▶ _CEL ZADANIA_: Przepisz poniższe rekordy, zastępując każde wystąpienie „one dot per instance” wyrażeniem „one point per instance”. Pozostałą treść zachowaj bez zmian.

▶ _DOSTARCZONE REKORDY_:
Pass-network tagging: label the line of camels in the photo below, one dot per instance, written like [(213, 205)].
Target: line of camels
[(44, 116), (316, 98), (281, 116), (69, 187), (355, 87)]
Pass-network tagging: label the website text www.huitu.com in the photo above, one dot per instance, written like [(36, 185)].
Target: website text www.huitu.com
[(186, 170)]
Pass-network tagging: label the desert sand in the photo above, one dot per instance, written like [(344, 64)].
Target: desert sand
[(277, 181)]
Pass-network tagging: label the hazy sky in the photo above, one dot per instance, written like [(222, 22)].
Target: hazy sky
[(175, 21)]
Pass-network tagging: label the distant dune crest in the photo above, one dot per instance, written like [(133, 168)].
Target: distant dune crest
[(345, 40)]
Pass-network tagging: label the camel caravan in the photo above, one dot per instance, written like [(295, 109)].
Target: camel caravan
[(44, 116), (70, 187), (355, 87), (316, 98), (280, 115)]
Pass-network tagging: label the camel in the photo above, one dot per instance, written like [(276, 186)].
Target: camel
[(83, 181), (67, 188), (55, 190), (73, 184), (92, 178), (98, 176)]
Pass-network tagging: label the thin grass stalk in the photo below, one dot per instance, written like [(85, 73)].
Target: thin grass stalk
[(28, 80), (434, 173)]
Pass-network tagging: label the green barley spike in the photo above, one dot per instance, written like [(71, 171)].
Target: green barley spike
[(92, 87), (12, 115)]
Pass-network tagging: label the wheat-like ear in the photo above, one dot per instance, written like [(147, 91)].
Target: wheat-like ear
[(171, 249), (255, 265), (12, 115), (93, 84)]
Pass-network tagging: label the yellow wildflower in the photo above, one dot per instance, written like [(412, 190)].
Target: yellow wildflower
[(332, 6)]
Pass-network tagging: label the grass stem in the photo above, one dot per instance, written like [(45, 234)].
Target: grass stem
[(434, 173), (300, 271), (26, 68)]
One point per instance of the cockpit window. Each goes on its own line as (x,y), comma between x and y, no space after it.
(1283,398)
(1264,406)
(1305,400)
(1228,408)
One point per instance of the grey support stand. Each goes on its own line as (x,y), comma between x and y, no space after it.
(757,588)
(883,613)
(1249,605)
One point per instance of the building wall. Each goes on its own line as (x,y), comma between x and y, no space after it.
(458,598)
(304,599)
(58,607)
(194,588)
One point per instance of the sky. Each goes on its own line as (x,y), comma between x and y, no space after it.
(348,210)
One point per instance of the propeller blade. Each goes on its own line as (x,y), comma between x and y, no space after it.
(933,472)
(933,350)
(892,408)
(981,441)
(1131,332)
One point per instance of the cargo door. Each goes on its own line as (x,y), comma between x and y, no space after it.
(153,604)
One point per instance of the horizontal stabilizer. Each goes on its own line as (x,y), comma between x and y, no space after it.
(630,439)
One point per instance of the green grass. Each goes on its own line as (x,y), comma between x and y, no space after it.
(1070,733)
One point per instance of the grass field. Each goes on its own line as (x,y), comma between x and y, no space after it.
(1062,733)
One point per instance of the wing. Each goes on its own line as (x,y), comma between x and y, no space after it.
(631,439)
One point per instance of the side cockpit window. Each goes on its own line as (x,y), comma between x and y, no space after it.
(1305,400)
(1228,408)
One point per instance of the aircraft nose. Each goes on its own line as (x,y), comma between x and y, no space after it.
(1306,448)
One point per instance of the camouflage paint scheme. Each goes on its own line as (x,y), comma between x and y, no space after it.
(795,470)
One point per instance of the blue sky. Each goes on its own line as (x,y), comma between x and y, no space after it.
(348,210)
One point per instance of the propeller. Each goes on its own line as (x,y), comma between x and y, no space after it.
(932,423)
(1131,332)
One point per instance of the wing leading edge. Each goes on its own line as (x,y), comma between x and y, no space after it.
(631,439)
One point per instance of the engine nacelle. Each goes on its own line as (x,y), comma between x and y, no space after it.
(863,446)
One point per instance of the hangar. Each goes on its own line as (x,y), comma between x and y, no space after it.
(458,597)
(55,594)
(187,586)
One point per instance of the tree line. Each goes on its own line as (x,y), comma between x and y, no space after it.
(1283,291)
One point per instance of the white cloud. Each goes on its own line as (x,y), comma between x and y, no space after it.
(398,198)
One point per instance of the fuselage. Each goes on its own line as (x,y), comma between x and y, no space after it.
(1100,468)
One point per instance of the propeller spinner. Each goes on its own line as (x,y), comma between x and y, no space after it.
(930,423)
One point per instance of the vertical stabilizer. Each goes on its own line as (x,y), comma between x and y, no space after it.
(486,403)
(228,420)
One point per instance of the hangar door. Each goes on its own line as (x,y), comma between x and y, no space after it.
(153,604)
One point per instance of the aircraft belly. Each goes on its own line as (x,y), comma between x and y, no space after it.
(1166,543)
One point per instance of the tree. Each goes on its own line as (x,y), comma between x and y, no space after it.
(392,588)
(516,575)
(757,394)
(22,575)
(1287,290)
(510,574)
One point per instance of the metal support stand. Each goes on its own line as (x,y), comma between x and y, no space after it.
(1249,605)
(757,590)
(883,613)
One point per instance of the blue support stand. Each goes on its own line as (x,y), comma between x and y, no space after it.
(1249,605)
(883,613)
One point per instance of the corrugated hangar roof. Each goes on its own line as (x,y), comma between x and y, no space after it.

▶ _POPRAWNA ODPOWIEDŹ_:
Pass-network tagging: label the line of camels in the photo below, one point per instance, written like [(213, 205)].
Target: line of camels
[(44, 116), (316, 98), (281, 116), (69, 187), (355, 87)]
Pass-network tagging: label the website text www.huitu.com in the photo above, one point per instance, written like [(36, 185)].
Target: website text www.huitu.com
[(186, 170)]
Pass-network tagging: label the desert sand in the photo above, one point per instance, written like [(344, 64)].
Target: desert sand
[(277, 181)]
Pass-network tagging: label the hazy sky in the photo above, one point per instance, written like [(222, 22)].
Target: hazy sky
[(175, 21)]
Pass-network tagging: label the distant dune crest in the photo above, one point per instance, written like [(133, 168)].
Target: distant dune crest
[(345, 40)]
Pass-network tagging: label the camel caravan in the photo above, one point per instance, written like [(295, 109)].
Target: camel caravan
[(44, 116), (70, 187), (355, 87), (316, 98), (280, 115)]
Pass-network tagging: label the camel in the photo above, one point per instance, written like [(276, 186)].
Target: camel
[(83, 181), (67, 188), (55, 190), (73, 184), (92, 178), (98, 176)]
Pass-network tagging: label the thin grass stalk in the photo below, one point per instance, written like [(85, 73)].
Target: thin grass stalk
[(28, 80), (434, 173)]
Pass-network tagging: label the green barley spike in the photo above, one point per instance, written like [(71, 171)].
Target: green barley spike
[(92, 87), (12, 115)]
Pass-network tagging: label the wheat-like ear in the photo above, one point per instance, written like [(147, 91)].
Target: wheat-like ear
[(171, 249), (255, 265), (12, 115), (93, 84)]
Pass-network tagging: label the yellow wildflower in the photo above, one point per instance, written like [(412, 190)].
Target: yellow wildflower
[(332, 6)]
Pass-network tagging: label the grass stem in the photo above, one point per instance, written like [(45, 234)].
Target: grass stem
[(434, 173), (300, 271), (26, 68)]
One point per instance of the cockpit window. Each goes on its own line as (x,y), comma between x and y, no space after it.
(1283,398)
(1264,406)
(1305,400)
(1228,408)
One point per instance of the grey support stand. Each goes on its own line as (x,y), comma between x and y, no space after it.
(757,588)
(883,613)
(1249,605)
One point per instance of the building wall. Each goes on its own line as (x,y), comma between x and y, no space after it.
(458,598)
(304,599)
(58,607)
(194,588)
One point per instance of the sky. Each goes on its own line as (x,y), comma between x and y, no space after it.
(348,210)
One point per instance of the propeller blade. Each goes on its own line as (x,y), comma between x and y, no space after it.
(933,472)
(933,350)
(892,408)
(981,441)
(1131,332)
One point per instance of the cargo door. Each goes on its own line as (x,y), comma between x and y, no space after it.
(153,604)
One point per instance of the horizontal stabilizer. Each goes on its own line as (x,y), comma between x and y, no space after it.
(630,439)
One point per instance of the green grass. Each goes on its own line as (x,y), comma between x and y, no space after it.
(1070,733)
One point per instance of the grass field. Each goes on its own line as (x,y), comma between x and y, no space after it.
(1062,733)
One point per instance of the wing. Each goes on its own line as (x,y), comma between x and y, no space after it.
(631,439)
One point per instance of the side cockpit window. Each goes on its own line as (x,y), comma between x and y, no space after it.
(1305,400)
(1228,408)
One point per instance of the aircraft nose. Each goes on its own line as (x,y), comma between x and y, no space after it.
(1306,448)
One point per instance of the camouflage paint scheme. Each goes on its own line as (x,y), comma between x and y, no space after it.
(795,470)
One point per instance of the blue sky. Each goes on its own line as (x,y), comma between x and y, no space after it.
(348,210)
One point per instance of the propeller. Each goes on its own line as (x,y), comma between x and y, no space after it.
(932,423)
(1131,332)
One point per instance of the wing leading edge. Each goes on its own line as (x,y), comma between x and y, no space after it.
(631,439)
One point per instance of the engine nacelle. Each goes on its own line as (x,y), comma between x and y, no space after it.
(863,446)
One point per instance of the hangar. Each goes on its own line as (x,y), comma between x and y, no space after it.
(458,597)
(55,594)
(187,586)
One point per instance of the tree line. Each goes on its own line as (x,y), comma between x and y, no space after it.
(1283,291)
One point per instance of the white cloud. Each goes on its own line as (x,y), comma between x and y, no space after it.
(398,198)
One point per instance of the fuselage. Each goes on its own line as (x,y), comma between x and y, no space after it.
(1100,468)
One point per instance of the propeller spinner. Each goes on its own line as (x,y), comma between x and y, no space after it.
(930,423)
One point per instance of the vertical stabilizer. Each goes on its own line as (x,y), comma between x and y, no space after it.
(486,403)
(228,420)
One point per instance of the hangar door. Each goes on its own line as (x,y), comma between x and y, no space after it.
(153,604)
One point per instance of the aircraft belly. Each goes on its own line as (x,y), comma between x and y, no space after it.
(1166,543)
One point per instance of the tree. Each goes on its own line as (x,y), comma between x and y, no space after it.
(392,588)
(516,575)
(757,394)
(22,575)
(1287,290)
(510,574)
One point per instance of the metal support stand. Each goes on its own line as (x,y), comma between x and y, no space after it.
(1249,605)
(757,590)
(883,613)
One point per instance of the blue support stand. Each goes on its own line as (x,y), comma between x and y, no space after it.
(1249,605)
(883,613)
One point per instance of the corrugated hangar roof. Each goes on its own line as (x,y), comma between x and y, no space after it.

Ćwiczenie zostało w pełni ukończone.